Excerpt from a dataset
:::::
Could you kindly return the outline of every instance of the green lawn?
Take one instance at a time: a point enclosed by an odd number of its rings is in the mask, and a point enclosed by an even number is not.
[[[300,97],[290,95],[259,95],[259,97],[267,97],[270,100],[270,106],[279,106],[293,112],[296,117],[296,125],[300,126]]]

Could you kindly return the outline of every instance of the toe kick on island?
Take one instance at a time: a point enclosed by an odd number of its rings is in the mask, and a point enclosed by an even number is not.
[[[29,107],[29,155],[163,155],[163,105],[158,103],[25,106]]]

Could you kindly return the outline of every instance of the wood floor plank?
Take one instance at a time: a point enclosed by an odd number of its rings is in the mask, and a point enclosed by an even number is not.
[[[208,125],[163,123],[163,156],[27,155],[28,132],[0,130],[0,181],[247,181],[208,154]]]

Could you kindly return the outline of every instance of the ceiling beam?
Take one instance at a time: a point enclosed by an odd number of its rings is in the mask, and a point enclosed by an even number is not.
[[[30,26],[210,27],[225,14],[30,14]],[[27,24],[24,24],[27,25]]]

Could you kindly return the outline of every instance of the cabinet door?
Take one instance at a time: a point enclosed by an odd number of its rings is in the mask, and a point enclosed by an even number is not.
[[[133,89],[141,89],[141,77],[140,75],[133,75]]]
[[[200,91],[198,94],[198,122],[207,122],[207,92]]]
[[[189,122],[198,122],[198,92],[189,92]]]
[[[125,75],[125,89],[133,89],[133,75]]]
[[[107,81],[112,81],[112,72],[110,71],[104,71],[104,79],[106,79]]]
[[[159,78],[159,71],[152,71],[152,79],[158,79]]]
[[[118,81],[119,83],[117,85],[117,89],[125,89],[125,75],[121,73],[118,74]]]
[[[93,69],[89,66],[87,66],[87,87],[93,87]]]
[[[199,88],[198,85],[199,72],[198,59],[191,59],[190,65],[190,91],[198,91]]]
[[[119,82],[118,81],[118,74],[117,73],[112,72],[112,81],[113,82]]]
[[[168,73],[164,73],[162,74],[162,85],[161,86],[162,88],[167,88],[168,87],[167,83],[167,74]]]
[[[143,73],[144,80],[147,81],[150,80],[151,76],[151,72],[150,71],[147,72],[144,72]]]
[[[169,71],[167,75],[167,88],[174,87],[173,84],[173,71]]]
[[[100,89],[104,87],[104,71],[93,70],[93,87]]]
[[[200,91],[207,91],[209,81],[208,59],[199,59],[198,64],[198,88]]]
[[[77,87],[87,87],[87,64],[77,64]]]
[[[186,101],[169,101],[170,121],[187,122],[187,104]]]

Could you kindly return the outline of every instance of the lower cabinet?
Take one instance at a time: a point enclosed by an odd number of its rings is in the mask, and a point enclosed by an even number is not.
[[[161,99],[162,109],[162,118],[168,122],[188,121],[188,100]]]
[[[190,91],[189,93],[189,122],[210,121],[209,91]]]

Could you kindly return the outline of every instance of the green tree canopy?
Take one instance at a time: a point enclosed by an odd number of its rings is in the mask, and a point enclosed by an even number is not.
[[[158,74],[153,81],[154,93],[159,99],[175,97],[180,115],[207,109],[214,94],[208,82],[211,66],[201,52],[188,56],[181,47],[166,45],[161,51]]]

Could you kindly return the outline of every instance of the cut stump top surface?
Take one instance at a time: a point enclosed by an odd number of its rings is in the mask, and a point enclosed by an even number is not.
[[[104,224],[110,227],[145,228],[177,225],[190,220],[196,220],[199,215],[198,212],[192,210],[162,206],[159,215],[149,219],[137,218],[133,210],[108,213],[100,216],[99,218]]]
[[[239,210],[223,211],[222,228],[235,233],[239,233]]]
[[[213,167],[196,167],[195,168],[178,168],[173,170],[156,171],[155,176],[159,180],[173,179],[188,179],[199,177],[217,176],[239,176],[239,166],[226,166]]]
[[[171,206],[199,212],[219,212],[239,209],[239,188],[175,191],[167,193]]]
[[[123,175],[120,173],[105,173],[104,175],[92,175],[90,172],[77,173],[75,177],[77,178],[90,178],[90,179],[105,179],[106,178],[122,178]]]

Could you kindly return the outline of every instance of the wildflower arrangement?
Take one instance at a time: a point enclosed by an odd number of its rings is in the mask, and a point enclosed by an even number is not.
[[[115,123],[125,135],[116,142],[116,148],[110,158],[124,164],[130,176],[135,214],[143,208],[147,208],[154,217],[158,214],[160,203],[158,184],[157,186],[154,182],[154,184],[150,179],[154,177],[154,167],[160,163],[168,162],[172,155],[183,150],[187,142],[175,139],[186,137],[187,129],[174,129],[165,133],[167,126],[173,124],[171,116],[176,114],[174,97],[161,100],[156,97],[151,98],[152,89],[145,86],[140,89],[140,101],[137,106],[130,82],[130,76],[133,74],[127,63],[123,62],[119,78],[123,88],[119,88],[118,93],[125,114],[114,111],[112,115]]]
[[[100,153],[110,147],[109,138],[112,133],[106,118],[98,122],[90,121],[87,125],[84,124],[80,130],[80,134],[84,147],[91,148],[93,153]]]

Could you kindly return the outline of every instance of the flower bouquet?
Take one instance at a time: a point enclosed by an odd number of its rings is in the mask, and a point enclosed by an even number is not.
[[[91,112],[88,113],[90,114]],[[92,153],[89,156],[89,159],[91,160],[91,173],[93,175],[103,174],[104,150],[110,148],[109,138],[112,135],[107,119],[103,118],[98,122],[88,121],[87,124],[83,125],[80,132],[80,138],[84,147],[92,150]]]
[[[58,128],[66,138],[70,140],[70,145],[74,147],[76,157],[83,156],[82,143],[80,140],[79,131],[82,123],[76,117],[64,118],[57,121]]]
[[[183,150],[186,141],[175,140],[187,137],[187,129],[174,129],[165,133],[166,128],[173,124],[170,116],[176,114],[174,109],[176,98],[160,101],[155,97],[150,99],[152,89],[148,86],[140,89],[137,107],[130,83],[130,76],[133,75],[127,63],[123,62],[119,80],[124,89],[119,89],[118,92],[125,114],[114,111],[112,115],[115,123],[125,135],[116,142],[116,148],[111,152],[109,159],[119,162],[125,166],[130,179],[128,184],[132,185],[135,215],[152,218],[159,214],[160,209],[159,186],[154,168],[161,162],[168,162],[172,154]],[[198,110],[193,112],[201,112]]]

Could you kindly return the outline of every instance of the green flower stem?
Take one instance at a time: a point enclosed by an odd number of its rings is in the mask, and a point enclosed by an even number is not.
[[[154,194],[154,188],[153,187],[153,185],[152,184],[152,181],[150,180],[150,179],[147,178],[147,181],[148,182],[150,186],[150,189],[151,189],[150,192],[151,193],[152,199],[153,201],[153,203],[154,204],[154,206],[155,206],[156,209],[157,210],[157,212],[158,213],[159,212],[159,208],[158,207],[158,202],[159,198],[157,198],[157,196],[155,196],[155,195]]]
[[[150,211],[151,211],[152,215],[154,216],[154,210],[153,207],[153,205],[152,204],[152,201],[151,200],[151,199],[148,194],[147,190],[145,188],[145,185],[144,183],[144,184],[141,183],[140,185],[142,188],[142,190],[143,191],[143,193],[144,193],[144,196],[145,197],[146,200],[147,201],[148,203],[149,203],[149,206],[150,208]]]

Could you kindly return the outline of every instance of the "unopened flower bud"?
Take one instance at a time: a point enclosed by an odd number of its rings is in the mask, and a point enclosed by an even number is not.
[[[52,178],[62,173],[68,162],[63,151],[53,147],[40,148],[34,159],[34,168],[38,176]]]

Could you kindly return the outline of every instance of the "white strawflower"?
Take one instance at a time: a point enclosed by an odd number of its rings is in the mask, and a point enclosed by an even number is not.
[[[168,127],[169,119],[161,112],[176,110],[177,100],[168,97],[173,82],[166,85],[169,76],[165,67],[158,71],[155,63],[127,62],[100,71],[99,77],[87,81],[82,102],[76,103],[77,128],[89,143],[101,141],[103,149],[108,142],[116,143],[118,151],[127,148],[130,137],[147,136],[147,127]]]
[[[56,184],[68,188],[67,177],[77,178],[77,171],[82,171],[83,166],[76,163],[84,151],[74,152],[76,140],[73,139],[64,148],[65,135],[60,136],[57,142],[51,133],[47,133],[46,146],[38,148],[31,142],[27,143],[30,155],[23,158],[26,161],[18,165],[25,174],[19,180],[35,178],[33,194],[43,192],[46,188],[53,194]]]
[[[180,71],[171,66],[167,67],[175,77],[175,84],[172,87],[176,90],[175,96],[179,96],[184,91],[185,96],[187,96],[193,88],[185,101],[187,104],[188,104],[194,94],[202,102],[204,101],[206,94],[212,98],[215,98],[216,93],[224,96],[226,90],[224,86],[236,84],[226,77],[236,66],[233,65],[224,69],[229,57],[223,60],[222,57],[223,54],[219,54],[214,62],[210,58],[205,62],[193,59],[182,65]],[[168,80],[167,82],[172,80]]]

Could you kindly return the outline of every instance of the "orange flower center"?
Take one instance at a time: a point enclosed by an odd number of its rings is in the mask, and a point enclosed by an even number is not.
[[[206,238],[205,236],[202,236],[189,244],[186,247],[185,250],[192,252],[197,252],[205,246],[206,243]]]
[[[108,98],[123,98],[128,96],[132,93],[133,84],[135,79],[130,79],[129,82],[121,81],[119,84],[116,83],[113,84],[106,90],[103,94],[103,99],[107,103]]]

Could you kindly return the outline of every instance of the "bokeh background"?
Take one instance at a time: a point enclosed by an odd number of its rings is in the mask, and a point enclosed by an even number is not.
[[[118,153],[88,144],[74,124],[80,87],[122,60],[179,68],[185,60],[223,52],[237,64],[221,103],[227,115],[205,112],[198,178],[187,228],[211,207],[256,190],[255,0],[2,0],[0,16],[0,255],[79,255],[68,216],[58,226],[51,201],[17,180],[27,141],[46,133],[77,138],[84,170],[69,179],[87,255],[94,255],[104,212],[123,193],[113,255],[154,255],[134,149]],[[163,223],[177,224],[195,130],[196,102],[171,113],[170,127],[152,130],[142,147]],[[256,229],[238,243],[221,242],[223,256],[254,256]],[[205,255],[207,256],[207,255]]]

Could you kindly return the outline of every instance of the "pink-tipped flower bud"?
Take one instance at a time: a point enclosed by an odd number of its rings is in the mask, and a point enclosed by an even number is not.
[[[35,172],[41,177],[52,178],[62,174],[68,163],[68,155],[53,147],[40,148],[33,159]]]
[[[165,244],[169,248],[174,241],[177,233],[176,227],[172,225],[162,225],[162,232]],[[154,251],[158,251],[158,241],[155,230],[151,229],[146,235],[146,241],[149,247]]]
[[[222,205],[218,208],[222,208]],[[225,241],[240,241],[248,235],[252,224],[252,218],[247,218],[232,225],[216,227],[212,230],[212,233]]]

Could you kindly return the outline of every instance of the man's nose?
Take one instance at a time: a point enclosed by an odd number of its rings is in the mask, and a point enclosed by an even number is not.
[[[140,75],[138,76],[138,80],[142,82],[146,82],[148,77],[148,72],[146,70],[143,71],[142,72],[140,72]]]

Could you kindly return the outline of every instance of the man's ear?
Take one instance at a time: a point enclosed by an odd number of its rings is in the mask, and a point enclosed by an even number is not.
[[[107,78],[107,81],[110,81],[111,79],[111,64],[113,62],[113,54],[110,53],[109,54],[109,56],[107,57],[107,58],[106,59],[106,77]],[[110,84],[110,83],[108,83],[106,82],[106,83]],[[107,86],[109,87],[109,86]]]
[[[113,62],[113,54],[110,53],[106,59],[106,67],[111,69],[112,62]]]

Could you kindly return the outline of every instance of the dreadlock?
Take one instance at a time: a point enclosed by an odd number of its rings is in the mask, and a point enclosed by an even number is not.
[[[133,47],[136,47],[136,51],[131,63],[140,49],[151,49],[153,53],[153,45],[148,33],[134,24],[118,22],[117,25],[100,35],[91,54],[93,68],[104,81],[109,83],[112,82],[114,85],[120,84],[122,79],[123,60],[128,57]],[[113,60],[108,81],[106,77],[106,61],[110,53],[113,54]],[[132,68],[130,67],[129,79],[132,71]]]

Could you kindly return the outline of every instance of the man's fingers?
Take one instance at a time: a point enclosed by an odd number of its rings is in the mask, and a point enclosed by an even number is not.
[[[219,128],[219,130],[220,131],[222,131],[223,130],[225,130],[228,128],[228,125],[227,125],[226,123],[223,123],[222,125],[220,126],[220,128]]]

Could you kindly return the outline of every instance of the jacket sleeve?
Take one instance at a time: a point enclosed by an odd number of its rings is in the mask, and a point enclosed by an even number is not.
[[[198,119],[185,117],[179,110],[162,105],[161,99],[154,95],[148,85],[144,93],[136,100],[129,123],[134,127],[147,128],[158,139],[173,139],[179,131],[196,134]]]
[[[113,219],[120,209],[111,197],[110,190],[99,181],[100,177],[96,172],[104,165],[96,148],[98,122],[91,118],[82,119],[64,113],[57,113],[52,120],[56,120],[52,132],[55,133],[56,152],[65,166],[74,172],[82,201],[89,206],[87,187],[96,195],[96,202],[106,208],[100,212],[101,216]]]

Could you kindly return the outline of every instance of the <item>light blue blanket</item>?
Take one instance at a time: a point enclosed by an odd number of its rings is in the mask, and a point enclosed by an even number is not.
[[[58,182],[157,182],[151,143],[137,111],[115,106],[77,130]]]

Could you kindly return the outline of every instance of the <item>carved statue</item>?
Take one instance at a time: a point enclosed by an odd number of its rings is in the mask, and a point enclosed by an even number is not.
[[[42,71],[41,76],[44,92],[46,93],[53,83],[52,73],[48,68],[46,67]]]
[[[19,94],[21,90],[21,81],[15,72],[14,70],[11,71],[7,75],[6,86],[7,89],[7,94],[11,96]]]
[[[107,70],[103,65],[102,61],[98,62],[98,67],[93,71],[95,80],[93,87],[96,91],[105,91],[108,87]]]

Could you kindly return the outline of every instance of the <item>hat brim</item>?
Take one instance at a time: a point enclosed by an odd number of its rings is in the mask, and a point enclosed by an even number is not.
:::::
▶ [WRITTEN TASK] Output, unchanged, the lines from the line with "the <item>carved statue</item>?" through the final line of the material.

▶ [FULL RESPONSE]
Could you kindly return the outline of every instance of the <item>carved statue</item>?
Take one instance at a time: a point enclosed by an odd number of its rings is in the mask, and a point enclosed by an even number is not.
[[[42,71],[41,76],[44,92],[46,93],[53,83],[52,73],[48,68],[46,67]]]
[[[19,94],[21,90],[21,81],[15,72],[14,70],[11,71],[7,75],[6,86],[7,89],[7,94],[11,96]]]
[[[107,70],[103,65],[102,61],[98,62],[98,67],[93,71],[95,80],[93,87],[96,91],[105,91],[108,87]]]

Could you kindly return the outline of every instance of the <item>hat brim</item>?
Take one instance at a time: a point enclosed by an odd number of its rings is in the mask, and a point enclosed by an even number is not.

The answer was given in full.